SUPPLIED PASSAGE

"""

He met Pham, a trumpet player — Denver East music teacher and leader of the Balkan brass band Gora Gora Orkestar — while working a Jewish wedding in 2018. They soon bonded over a shared interest in Eastern European music.
click to enlarge brass band plays in Mercury Cafe
Gora Gora Orkestar at Festo Festo.
John Flathman
"The klezmer music that we're talking about is from Eastern Europe, and the Balkan music that [Gora Gora Orkestar plays] shares a regional space," explains Pham. "The music Gora plays is from Bosnia, Herzogovina, Romania — everywhere up and down the Balkan Peninsula. ... It's just a really nice convergence of two different cultures that are somewhat disparate but kind of not disparate. We found a way to share musical space."

Festo Festo "2.0" is approaching its one-year anniversary after a long pandemic-inspired hiatus. The first official show was in February 2020, and "was a hit," remembers Pham. "It was really well attended, and I think we had a couple of them right before COVID hit, and then, boom, we were in quarantine and we had to pause the whole thing for two years."

If anything, the pause has intensified Pham and Kantor's desire to share the celebratory music showcase, which returned in July 2022. "That's when we first started being like, 'Okay let's get this thing back,'" says Pham. "'Let's start to actually feature bands and get guest artists to come in and work with us and start to build forward momentum.' So we've been doing them almost every month since then and featuring different Colorado artists."

In addition to their groups, which play every Festo Festo, each event showcases other area bands with related styles. "It's actually been really lovely, turning the attention toward our colleagues," says Pham. "We've been lucky enough to be in a very vibrant music scene that features quite a few musicians who are interested in klezmer music and Balkan music as well as Balkan dance."

"It's such a rich scene in Colorado, between bands like Hal Aqua and the Lost Tribe and Barbelfish and the Boulder Klezmer Consort and Planina," adds Kantor.

The convergence of musicians turns into a big party, with circles of dancers crowding the floor, spectators clapping and cheering over their dinner plates, and musicians sucking down pints of beer between breaths.

"""

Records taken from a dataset
"""

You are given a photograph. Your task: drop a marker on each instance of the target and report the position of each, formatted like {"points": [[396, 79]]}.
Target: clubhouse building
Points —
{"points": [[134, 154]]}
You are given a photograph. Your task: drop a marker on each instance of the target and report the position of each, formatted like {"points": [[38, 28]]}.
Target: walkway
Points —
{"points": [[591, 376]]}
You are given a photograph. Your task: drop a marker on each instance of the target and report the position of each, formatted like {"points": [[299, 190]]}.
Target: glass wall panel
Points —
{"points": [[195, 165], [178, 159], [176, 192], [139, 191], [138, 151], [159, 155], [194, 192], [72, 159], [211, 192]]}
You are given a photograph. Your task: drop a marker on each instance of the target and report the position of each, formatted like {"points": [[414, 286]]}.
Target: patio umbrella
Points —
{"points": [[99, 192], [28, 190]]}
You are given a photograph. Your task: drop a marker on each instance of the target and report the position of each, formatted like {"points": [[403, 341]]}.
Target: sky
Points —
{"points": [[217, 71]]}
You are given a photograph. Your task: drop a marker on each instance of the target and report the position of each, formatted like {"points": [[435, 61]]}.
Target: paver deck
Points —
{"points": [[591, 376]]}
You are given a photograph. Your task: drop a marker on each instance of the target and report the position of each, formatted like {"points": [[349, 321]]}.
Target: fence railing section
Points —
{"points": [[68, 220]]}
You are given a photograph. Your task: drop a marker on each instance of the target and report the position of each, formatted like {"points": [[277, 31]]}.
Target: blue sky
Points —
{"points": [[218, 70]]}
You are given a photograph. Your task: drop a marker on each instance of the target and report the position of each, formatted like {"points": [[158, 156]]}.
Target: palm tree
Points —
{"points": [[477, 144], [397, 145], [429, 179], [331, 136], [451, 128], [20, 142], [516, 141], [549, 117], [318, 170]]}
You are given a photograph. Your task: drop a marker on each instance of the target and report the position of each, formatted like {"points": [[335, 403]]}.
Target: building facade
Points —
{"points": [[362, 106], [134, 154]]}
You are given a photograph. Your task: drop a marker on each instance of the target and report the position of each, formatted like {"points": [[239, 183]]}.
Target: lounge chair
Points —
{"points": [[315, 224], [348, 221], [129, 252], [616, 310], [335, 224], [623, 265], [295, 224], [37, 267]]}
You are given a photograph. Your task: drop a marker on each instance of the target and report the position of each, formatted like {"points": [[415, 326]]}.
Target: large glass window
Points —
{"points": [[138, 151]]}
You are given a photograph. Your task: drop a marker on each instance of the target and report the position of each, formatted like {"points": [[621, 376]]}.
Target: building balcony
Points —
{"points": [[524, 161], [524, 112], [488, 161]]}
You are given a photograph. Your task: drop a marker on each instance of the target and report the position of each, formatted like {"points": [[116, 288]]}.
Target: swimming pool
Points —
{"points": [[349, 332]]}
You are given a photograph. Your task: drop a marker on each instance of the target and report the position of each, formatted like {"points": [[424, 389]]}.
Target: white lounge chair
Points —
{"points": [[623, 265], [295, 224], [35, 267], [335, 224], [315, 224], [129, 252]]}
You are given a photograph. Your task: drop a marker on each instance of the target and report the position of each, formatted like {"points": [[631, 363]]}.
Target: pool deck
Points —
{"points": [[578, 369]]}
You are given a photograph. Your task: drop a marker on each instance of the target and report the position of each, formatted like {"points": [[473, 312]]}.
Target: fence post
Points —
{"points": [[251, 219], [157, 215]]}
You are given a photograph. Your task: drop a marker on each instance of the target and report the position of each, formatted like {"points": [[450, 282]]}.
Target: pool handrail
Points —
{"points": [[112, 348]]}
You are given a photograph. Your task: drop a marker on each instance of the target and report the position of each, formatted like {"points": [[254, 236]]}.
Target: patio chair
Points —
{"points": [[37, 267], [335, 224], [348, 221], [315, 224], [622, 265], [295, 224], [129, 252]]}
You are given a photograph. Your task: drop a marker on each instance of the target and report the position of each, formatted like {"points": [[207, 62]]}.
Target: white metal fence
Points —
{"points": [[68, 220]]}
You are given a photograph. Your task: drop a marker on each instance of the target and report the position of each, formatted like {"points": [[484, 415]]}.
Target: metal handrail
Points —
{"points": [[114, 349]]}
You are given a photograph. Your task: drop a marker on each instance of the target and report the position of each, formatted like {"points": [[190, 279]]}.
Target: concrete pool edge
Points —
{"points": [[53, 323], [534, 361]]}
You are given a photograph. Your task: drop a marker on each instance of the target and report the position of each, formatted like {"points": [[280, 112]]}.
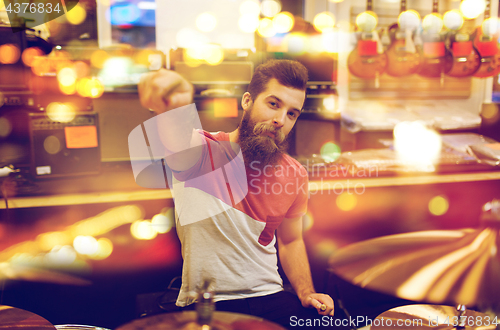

"""

PARTS OF THE EXERCISE
- a) Reproduce verbatim the portion of the Festo Festo article starting with "The convergence of" and going on through "beer between breaths.".
- b) Write the next part of the Festo Festo article, picking up after its final sentence.

ANSWERS
- a)
The convergence of musicians turns into a big party, with circles of dancers crowding the floor, spectators clapping and cheering over their dinner plates, and musicians sucking down pints of beer between breaths.

- b)
"One of the best parts about Festo Festo is how much dancing happens," Kantor says. "We've had a lot of attendance and support from the folk dance communities around town, so we really get to play this music in the context that it is originally intended, which is playing for dancers."

Another highlight of the evening is the closing all-band jam, in which every musician comes back to pack the stage and play together.

"We also always conclude with a big community sort of jam session where we try to get everyone involved," says Pham. "Not just the musicians who are featured in the event, but community members as well, to sing, to dance, to bring an instrument and play with us. It's a whole thing."

In June, the guest artist is Korvin Orkestar, a Balkan brass band from Santa Fe. Kantor and Pham are also actively looking for other artists to schedule, as well as potential sponsors. Festo Festo is free to attend, with a suggested donation of $10 to $20, and the duo says it has a lot more music and fellowship to share.

"It's a great thing to be a part of, where you are experiencing something that you may not be able to see in other spaces in Denver and that is so celebrated the way that it's celebrated at Festo," says Pham. "We come out with a real sense of joy and purpose that is really translatable and is really relatable to people of all generations. ... Man, it's just such good vibes."

Festo Festo, last Thursday of each month, Mercury Cafe, 2199 California Street. Admission is free with a suggested donation of $10 to $20.